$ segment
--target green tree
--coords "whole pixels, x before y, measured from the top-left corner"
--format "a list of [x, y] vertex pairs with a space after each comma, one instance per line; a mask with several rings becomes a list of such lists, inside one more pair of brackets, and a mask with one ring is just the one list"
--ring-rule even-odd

--

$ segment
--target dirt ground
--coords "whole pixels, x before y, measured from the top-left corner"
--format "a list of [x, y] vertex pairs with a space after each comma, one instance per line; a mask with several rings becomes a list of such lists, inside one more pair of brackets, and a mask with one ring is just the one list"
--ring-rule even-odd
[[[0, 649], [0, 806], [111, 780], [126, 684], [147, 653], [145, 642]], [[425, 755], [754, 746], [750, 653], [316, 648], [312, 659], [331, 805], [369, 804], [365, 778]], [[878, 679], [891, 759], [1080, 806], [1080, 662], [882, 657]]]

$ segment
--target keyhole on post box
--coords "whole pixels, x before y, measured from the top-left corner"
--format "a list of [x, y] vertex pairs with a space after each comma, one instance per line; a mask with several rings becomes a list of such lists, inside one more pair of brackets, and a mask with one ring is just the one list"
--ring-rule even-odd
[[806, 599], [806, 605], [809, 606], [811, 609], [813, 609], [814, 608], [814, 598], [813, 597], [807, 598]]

--

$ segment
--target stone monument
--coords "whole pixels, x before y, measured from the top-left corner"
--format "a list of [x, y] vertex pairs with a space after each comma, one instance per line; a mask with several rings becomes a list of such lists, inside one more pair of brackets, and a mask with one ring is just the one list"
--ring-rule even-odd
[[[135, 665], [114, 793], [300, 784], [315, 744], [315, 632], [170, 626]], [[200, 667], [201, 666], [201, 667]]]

WHAT NEEDS TO BE DONE:
Above are the entries; copy out every line among them that contains the word "target".

OUTPUT OF THE EXERCISE:
--target green tree
--target dirt ground
--target keyhole on post box
--target stone monument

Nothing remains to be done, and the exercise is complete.